* **页面摘录**
***
活性总生物碱的高效液相色谱分析表明,β-咔啉如去氢骆驼蓬碱、骆驼蓬灵、哈尔满、去氢骆驼蓬酚和骆驼蓬醇是主要成分。由于β-咔啉类似于色胺,其衍生物是MPO的有效抑制剂,因此测试了骆驼蓬生物碱对该酶的活性。种子和地上部分的总生物碱在20μg/mL时对MPO有强烈抑制作用(分别为97±5%和43±4%),而在相同浓度下,根部的总生物碱抑制作用非常低(15±6%)。去氢骆驼蓬碱、骆驼蓬灵和哈尔满在IC50分别为0.26、0.08和0.72μM时对MPO有显著抑制作用。这些生物碱对MPO诱导的低密度脂蛋白氧化具有类似的抑制作用。骆驼蓬生物碱与MPO的分子对接分析表明,所有活性骆驼蓬生物碱对MPO的活性位点具有高亲和力(预测结合自由能高达-3.1kcal/mol)。相对于标准氢电极的氧化还原电位测量清楚地区分了:(i)去氢骆驼蓬碱、骆驼蓬灵和哈尔满的高MPO抑制活性(分别为+1014、1014和1003mV);以及(ii)骆驼蓬醇和去氢骆驼蓬酚的低活性(分别为+629/778和532/644mV)。已开发出一种反相高效液相色谱法同时测定骆驼蓬的五种生物碱。种子中含有所有五种β-咔啉衍生物,主要活性生物碱骆驼蓬灵和去氢骆驼蓬碱的含量分别高达3.8%和2.9%。根部中去氢骆驼蓬碱的含量高达3.2%。地上部分鉴定出四种β-咔啉衍生物,即去氢骆驼蓬碱、骆驼蓬灵、哈尔满和骆驼蓬醇。种子中观察到的最高抑制作用和地上部分的中等抑制作用可以通过它们的去氢骆驼蓬碱和骆驼蓬灵含量来解释。相比之下,尽管根部提取物中存在去氢骆驼蓬碱,但其抑制作用非常弱,这可能初步解释为去氢骆驼蓬酚浓度高,它可以将MPO的化合物II还原为天然形式。
***
* **练习任务**
请从上面的页面摘录里一字不改地摘出一段文字，从“活性总生物碱的高效液相色谱分”开始，到“的化合物II还原为天然形式。”结束，两头都要包括。

* **所给数据**
***
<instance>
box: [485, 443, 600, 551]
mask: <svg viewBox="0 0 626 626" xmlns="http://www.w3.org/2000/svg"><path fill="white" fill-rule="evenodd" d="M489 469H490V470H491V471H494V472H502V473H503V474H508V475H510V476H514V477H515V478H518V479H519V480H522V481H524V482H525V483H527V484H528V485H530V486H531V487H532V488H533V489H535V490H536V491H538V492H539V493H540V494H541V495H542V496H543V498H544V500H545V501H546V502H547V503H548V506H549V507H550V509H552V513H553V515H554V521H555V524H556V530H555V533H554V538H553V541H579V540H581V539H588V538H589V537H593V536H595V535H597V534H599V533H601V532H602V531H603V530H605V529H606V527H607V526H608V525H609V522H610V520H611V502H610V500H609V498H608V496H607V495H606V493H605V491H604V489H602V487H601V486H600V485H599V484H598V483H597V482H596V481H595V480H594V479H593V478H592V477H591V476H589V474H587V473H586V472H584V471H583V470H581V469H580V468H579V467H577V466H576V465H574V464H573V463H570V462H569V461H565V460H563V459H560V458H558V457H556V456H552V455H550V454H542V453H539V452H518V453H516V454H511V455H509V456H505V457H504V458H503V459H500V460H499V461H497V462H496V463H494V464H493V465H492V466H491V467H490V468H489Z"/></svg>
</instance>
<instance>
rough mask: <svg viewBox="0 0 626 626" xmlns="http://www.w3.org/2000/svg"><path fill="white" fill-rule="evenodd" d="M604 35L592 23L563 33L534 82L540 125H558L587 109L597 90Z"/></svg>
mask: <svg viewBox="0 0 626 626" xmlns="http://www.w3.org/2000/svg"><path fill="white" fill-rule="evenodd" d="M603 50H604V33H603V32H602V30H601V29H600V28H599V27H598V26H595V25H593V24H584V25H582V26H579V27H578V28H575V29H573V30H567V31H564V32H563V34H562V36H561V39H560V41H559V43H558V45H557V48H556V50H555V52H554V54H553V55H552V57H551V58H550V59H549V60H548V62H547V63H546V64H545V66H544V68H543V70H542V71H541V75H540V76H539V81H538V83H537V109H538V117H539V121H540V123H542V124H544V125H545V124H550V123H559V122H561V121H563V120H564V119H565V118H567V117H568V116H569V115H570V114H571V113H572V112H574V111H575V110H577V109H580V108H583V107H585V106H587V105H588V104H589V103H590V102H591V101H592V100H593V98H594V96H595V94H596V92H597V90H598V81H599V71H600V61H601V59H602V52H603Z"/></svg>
***
* **本题回答**
活性总生物碱的高效液相色谱分析表明,β-咔啉如去氢骆驼蓬碱、骆驼蓬灵、哈尔满、去氢骆驼蓬酚和骆驼蓬醇是主要成分。由于β-咔啉类似于色胺,其衍生物是MPO的有效抑制剂,因此测试了骆驼蓬生物碱对该酶的活性。种子和地上部分的总生物碱在20μg/mL时对MPO有强烈抑制作用(分别为97±5%和43±4%),而在相同浓度下,根部的总生物碱抑制作用非常低(15±6%)。去氢骆驼蓬碱、骆驼蓬灵和哈尔满在IC50分别为0.26、0.08和0.72μM时对MPO有显著抑制作用。这些生物碱对MPO诱导的低密度脂蛋白氧化具有类似的抑制作用。骆驼蓬生物碱与MPO的分子对接分析表明,所有活性骆驼蓬生物碱对MPO的活性位点具有高亲和力(预测结合自由能高达-3.1kcal/mol)。相对于标准氢电极的氧化还原电位测量清楚地区分了:(i)去氢骆驼蓬碱、骆驼蓬灵和哈尔满的高MPO抑制活性(分别为+1014、1014和1003mV);以及(ii)骆驼蓬醇和去氢骆驼蓬酚的低活性(分别为+629/778和532/644mV)。已开发出一种反相高效液相色谱法同时测定骆驼蓬的五种生物碱。种子中含有所有五种β-咔啉衍生物,主要活性生物碱骆驼蓬灵和去氢骆驼蓬碱的含量分别高达3.8%和2.9%。根部中去氢骆驼蓬碱的含量高达3.2%。地上部分鉴定出四种β-咔啉衍生物,即去氢骆驼蓬碱、骆驼蓬灵、哈尔满和骆驼蓬醇。种子中观察到的最高抑制作用和地上部分的中等抑制作用可以通过它们的去氢骆驼蓬碱和骆驼蓬灵含量来解释。相比之下,尽管根部提取物中存在去氢骆驼蓬碱,但其抑制作用非常弱,这可能初步解释为去氢骆驼蓬酚浓度高,它可以将MPO的化合物II还原为天然形式。